Information given →
· · · · · · ·
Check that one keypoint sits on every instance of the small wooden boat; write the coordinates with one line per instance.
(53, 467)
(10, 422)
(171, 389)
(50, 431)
· · · · · · ·
Work to be completed → Type out the entries again, word for word.

Completed task →
Check that one keypoint sits on every instance of the small wooden boat; write the coordinates with one line per instance.
(53, 467)
(10, 422)
(171, 389)
(50, 431)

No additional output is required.